(Phrase grounding data)
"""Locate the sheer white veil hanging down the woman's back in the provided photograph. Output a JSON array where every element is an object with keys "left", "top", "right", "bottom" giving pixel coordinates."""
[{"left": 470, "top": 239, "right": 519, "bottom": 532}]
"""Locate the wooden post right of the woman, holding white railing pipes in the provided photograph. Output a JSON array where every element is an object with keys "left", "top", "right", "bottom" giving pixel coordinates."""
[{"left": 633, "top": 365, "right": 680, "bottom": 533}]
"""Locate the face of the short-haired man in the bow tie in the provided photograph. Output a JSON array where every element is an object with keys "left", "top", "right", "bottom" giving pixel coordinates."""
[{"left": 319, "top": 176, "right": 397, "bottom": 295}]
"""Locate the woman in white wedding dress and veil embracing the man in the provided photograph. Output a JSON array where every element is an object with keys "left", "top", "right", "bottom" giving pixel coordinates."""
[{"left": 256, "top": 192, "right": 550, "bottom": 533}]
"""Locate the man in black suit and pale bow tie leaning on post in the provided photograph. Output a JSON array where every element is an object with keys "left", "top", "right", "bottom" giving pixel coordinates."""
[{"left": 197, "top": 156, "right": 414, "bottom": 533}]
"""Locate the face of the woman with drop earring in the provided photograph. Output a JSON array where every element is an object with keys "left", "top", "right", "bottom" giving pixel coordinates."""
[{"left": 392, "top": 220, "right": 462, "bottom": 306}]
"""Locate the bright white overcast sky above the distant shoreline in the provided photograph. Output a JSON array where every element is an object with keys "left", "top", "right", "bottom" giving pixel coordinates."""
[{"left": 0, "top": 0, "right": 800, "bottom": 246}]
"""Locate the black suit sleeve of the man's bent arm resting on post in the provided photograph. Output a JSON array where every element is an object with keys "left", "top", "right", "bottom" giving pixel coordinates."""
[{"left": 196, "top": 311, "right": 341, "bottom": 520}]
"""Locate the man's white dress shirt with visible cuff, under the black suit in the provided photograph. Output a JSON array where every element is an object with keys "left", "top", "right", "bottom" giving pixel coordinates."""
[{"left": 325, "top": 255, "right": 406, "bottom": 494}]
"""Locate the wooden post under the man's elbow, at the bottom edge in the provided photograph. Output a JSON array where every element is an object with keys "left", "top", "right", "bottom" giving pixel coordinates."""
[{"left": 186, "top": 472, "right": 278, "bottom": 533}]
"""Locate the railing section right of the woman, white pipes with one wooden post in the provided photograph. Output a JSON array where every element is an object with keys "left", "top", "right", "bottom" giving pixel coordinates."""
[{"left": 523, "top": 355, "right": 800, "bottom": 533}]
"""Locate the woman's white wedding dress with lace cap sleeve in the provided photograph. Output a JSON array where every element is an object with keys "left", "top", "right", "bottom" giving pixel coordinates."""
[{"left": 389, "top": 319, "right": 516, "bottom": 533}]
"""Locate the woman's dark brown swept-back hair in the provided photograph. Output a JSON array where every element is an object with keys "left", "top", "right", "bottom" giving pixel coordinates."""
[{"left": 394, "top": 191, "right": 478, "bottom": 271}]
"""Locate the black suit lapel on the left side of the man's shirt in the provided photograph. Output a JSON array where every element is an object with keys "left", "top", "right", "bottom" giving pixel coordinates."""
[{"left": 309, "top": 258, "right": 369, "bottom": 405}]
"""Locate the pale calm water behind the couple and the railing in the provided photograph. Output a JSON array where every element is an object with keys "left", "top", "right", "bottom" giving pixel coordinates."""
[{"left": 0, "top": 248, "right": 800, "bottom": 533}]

Activity » None of the records may be skipped; each is to be repeated exactly.

Your response »
"""Locate the sheer white veil hanging down the woman's back in the provided photograph. Output a JSON array where every element is an object with keys "left", "top", "right", "bottom" giving pixel coordinates."""
[{"left": 470, "top": 239, "right": 519, "bottom": 532}]
"""Locate the wooden post right of the woman, holding white railing pipes in the provided photograph. Output a JSON array where every element is an object with keys "left", "top", "right", "bottom" giving pixel coordinates."""
[{"left": 633, "top": 365, "right": 680, "bottom": 533}]
"""Locate the face of the short-haired man in the bow tie in the provided photograph. Output a JSON array where every element is an object with keys "left", "top", "right", "bottom" giving pixel coordinates."""
[{"left": 319, "top": 176, "right": 397, "bottom": 295}]
"""Locate the woman in white wedding dress and veil embracing the man in the provided photograph. Output a JSON array where every element is an object with keys "left", "top", "right", "bottom" giving pixel coordinates."""
[{"left": 256, "top": 192, "right": 550, "bottom": 533}]
"""Locate the man in black suit and pale bow tie leaning on post in the provided photograph. Output a JSON array where every element is an object with keys "left", "top", "right", "bottom" giving pixel coordinates."""
[{"left": 197, "top": 156, "right": 414, "bottom": 533}]
"""Locate the face of the woman with drop earring in the provided photograph. Output a JSON array where every element is an object with keys "left", "top", "right", "bottom" giving pixel coordinates."""
[{"left": 392, "top": 220, "right": 462, "bottom": 306}]
"""Locate the bright white overcast sky above the distant shoreline in the provided photograph. Output a JSON array where every element is an object with keys "left", "top", "right", "bottom" giving pixel coordinates."""
[{"left": 0, "top": 0, "right": 800, "bottom": 246}]
"""Locate the black suit sleeve of the man's bent arm resting on post in the provided photograph. Output a JSON array where every element is an object with keys "left", "top", "right", "bottom" giving pixel coordinates."""
[{"left": 196, "top": 311, "right": 341, "bottom": 520}]
"""Locate the man's white dress shirt with visible cuff, under the black suit in the provided photograph. Output a JSON array where every element is an object with keys "left", "top", "right", "bottom" giving pixel coordinates."""
[{"left": 325, "top": 255, "right": 406, "bottom": 494}]
"""Locate the wooden post under the man's elbow, at the bottom edge in the provided photograph. Output a JSON array where every element is an object with keys "left", "top", "right", "bottom" giving pixel coordinates."""
[{"left": 186, "top": 472, "right": 278, "bottom": 533}]
"""Locate the railing section right of the woman, white pipes with one wooden post in the provided photograph. Output a JSON array where every element is an object with keys "left", "top", "right", "bottom" giving pixel coordinates."""
[{"left": 523, "top": 355, "right": 800, "bottom": 533}]
"""Locate the woman's white wedding dress with lace cap sleeve in the provided photograph. Output a JSON array where every element is an object with keys "left", "top", "right", "bottom" giving pixel coordinates."""
[{"left": 389, "top": 319, "right": 516, "bottom": 533}]
"""Locate the woman's dark brown swept-back hair in the provided photograph. Output a JSON array where every element is an object with keys "left", "top", "right", "bottom" giving pixel coordinates."""
[{"left": 394, "top": 191, "right": 478, "bottom": 271}]
"""Locate the black suit lapel on the left side of the man's shirt in the provided photograph. Output a JSON array where every element is an object with keys "left", "top", "right", "bottom" giving pixel coordinates."""
[{"left": 309, "top": 258, "right": 369, "bottom": 405}]
"""Locate the pale calm water behind the couple and the railing in the provided photograph. Output a JSON array where every element is an object with keys "left", "top", "right", "bottom" giving pixel coordinates."""
[{"left": 0, "top": 248, "right": 800, "bottom": 533}]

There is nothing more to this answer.